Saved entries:
- - -
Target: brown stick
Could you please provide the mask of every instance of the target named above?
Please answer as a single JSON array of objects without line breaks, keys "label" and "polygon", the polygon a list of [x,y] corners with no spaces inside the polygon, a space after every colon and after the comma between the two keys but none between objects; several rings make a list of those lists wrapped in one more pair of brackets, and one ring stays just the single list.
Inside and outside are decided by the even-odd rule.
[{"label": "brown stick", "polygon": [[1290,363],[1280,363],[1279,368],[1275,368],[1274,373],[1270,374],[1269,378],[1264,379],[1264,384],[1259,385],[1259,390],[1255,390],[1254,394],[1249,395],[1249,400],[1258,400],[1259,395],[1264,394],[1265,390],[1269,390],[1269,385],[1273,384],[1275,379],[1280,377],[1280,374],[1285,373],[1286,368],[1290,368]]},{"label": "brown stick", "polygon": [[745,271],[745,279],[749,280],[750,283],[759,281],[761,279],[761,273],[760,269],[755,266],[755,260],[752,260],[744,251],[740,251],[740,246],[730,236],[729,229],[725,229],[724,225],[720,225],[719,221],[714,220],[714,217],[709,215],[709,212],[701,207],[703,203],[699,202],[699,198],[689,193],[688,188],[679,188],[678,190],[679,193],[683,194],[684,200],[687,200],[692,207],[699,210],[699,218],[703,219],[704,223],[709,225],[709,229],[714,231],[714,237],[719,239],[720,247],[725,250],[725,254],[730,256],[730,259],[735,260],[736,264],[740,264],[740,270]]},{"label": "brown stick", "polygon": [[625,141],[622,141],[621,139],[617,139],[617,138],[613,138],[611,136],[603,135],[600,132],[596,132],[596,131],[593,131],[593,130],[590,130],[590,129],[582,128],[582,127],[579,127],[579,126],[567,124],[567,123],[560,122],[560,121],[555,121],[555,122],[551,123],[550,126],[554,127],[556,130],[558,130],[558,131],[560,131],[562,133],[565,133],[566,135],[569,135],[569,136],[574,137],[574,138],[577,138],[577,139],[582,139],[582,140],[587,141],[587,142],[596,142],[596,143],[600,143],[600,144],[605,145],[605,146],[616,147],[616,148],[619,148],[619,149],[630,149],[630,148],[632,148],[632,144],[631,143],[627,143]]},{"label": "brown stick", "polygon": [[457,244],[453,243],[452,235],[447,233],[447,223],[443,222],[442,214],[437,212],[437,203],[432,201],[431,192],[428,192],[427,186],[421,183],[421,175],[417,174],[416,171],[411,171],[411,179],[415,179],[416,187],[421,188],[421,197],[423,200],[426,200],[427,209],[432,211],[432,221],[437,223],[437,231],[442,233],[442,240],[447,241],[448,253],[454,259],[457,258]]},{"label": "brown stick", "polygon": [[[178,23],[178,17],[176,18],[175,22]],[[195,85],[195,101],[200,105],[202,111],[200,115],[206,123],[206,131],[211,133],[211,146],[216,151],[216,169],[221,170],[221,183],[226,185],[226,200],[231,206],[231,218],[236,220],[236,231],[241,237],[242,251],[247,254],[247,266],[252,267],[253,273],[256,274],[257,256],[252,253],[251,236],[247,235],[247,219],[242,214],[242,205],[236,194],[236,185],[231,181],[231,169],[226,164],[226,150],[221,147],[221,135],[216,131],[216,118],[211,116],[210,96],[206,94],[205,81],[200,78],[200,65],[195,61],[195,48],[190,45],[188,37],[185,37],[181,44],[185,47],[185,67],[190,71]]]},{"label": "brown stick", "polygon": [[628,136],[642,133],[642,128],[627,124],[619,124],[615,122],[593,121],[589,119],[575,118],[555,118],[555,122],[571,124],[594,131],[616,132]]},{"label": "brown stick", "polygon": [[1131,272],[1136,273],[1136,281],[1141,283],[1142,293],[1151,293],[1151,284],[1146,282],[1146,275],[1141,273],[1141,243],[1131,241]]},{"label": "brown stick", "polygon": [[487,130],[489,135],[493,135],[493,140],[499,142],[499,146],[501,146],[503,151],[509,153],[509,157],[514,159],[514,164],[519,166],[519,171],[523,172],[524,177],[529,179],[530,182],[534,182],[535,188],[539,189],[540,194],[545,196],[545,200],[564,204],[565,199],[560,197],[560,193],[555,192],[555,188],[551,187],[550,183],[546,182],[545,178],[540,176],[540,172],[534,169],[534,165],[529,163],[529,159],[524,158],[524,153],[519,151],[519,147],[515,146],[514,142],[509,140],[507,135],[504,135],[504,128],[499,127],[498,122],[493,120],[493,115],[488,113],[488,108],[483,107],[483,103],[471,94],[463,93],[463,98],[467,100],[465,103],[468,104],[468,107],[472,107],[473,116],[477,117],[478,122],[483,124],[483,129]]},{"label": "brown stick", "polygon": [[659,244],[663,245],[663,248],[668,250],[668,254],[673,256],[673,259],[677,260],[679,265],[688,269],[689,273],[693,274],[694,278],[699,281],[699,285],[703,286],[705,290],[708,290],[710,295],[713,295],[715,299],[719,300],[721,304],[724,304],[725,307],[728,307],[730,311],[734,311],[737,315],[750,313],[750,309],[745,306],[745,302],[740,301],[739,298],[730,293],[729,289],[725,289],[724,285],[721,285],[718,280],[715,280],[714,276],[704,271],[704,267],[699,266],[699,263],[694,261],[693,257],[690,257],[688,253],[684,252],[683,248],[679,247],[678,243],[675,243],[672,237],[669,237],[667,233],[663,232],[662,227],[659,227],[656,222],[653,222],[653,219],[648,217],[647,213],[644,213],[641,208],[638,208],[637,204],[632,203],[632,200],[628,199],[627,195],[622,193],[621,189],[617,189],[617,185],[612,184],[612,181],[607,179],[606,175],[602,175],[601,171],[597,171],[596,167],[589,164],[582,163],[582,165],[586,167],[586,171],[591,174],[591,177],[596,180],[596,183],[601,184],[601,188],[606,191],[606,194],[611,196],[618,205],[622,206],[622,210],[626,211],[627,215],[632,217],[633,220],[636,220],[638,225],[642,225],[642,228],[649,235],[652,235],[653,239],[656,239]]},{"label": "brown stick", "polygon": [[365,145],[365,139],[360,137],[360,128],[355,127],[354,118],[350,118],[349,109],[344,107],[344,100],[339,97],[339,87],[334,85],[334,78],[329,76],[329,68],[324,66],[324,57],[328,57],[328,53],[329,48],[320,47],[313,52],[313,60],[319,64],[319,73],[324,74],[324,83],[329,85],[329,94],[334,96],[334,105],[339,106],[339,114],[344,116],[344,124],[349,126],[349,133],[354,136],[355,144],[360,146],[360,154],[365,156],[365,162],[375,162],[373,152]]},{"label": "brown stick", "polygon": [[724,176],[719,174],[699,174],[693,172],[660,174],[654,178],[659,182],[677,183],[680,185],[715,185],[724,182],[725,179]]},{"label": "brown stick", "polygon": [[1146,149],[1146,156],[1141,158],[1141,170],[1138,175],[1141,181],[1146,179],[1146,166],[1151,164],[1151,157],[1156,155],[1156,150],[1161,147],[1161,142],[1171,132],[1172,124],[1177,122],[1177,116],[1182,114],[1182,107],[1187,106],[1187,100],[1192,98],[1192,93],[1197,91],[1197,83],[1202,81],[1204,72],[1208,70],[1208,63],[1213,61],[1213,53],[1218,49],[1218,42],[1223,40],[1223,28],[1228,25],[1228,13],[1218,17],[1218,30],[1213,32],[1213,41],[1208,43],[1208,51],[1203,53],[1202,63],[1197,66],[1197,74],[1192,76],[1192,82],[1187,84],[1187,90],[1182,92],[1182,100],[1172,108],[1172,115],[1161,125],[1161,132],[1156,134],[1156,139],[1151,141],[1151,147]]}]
- - -
How to complete this task: Tell how many lines of the records above contain "every", replying with the number only.

Written solution: 2